+++ Teks Sumber

Rabu, 15 Januari 2014

Ruang Rindu

Siang itu, saat teleponku  berdering, sedetik kemudian aku mulai panik. Mengemasi barang-barang, meninggalkan rumah bersama ayah.
Fikirku selalu ke satu ruang itu. Ruang tempatku tumbuh meninggi,tempat tangisku terpecah,  tempatku bermain monopoli, tempatku bersembunyi, tempatku melihat bunga-bunga ibuku..
Ya, tempat semua anganku  kuterbangkan, di ruang itu pula aku kehilangan pendongeng  kisah penjajahan  masa lalu, seorang yang sabar yang selalu kukucurkkan air untuk beliau berwudlu, wajah yang selalu kuhadapkan wajah cemberutku kala beliau tak mau menggendongku lagi..
sekelebat ingatan sepanjang jalan itu membuatku Rindu..

Seketika di ruang itu pula yang telah berubah, semakin kecil kurasa, berkumpul semua di tengah, meneriakkan nama tuhannya, tubuhku merinding di buatnya. Tak ada mulut yang  terdiam, pintaku, mudahkanlah, mudahkanlah, hanya itu yang kuulang-ulang. Aku tak sanggup dan teringat kejadian saat aku kehilangan pendongeng ku. Berjam-jam berlalu, ruangan itu semakin penuh sesak dengan orang- orang dari sebrang pulau yang sudah tiba. Namun  keadaanya tetap sama, wajah itu terdiam.. kakinya mendingin, dan bulir tangis semakin menjadi dari semua yang mengelilingi, tak peduli yang bersongkok atau berkerudung..

++++++

Tugas a:
Tuliskan kembali bagian teks tentang ruang rindu itu persis sama, mulai dari "Ruang Rindu" sampai dengan "itu membuatku Rindu..".
Teks ini tidak ada hubungannya dengan daftar.

+++ Daftar

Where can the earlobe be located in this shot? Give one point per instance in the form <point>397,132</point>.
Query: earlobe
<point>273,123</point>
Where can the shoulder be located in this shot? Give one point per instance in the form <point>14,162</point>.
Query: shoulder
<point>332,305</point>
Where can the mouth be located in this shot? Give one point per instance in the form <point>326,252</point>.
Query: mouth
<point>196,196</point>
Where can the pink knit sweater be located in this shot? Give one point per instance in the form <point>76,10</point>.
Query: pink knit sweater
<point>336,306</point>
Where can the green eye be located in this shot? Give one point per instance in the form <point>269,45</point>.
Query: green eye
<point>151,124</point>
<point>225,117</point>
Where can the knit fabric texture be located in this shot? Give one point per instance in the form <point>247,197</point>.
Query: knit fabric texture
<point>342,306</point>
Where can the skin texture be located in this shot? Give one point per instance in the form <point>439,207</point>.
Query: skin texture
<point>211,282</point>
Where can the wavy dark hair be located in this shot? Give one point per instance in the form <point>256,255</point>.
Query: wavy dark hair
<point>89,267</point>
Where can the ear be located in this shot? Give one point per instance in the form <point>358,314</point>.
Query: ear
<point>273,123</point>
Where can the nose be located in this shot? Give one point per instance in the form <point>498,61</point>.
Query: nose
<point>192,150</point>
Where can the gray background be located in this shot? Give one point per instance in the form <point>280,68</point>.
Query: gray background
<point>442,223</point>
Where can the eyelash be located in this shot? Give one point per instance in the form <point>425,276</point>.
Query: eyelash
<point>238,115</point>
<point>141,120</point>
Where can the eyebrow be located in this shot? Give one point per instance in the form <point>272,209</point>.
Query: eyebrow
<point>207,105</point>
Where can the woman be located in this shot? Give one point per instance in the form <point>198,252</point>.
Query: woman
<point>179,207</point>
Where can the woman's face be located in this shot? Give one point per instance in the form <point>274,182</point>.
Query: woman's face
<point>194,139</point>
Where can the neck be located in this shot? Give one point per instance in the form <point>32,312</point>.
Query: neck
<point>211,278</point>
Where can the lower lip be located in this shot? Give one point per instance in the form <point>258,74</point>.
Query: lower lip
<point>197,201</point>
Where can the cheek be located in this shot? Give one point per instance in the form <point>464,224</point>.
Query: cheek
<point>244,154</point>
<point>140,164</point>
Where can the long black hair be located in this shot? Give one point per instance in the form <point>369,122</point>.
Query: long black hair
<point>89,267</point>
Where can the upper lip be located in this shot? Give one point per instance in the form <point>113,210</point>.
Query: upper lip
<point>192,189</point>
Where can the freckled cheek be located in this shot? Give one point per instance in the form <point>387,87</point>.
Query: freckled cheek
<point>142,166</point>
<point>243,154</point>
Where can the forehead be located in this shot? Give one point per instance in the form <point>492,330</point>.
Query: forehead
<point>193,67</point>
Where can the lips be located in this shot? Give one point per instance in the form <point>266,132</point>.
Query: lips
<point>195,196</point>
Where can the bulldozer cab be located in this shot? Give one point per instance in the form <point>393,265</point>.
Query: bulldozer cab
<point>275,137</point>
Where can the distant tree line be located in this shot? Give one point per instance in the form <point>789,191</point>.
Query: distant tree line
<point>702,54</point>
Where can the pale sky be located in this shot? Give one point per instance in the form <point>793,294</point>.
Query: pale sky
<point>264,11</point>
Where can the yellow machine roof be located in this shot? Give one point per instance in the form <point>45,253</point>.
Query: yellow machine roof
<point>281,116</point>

++++++

Tugas b:
Geser setiap angka koordinat dalam jawaban sebesar -95 pada baris-baris daftar, mulai dari baris yang memuat "Where can the woman be" sampai dengan baris yang memuat "<point>211,278</point>". Tulis ulang hanya baris-baris itu beserta permintaannya.

Hasil Tugas a:
Ruang Rindu

Siang itu, saat teleponku  berdering, sedetik kemudian aku mulai panik. Mengemasi barang-barang, meninggalkan rumah bersama ayah.
Fikirku selalu ke satu ruang itu. Ruang tempatku tumbuh meninggi,tempat tangisku terpecah,  tempatku bermain monopoli, tempatku bersembunyi, tempatku melihat bunga-bunga ibuku..
Ya, tempat semua anganku  kuterbangkan, di ruang itu pula aku kehilangan pendongeng  kisah penjajahan  masa lalu, seorang yang sabar yang selalu kukucurkkan air untuk beliau berwudlu, wajah yang selalu kuhadapkan wajah cemberutku kala beliau tak mau menggendongku lagi..
sekelebat ingatan sepanjang jalan itu membuatku Rindu..

Hasil Tugas b:
Where can the woman be located in this shot? Give one point per instance in the form <point>198,252</point>.
Query: woman
<point>84,112</point>
Where can the woman's face be located in this shot? Give one point per instance in the form <point>274,182</point>.
Query: woman's face
<point>99,44</point>
Where can the neck be located in this shot? Give one point per instance in the form <point>32,312</point>.
Query: neck
<point>116,183</point>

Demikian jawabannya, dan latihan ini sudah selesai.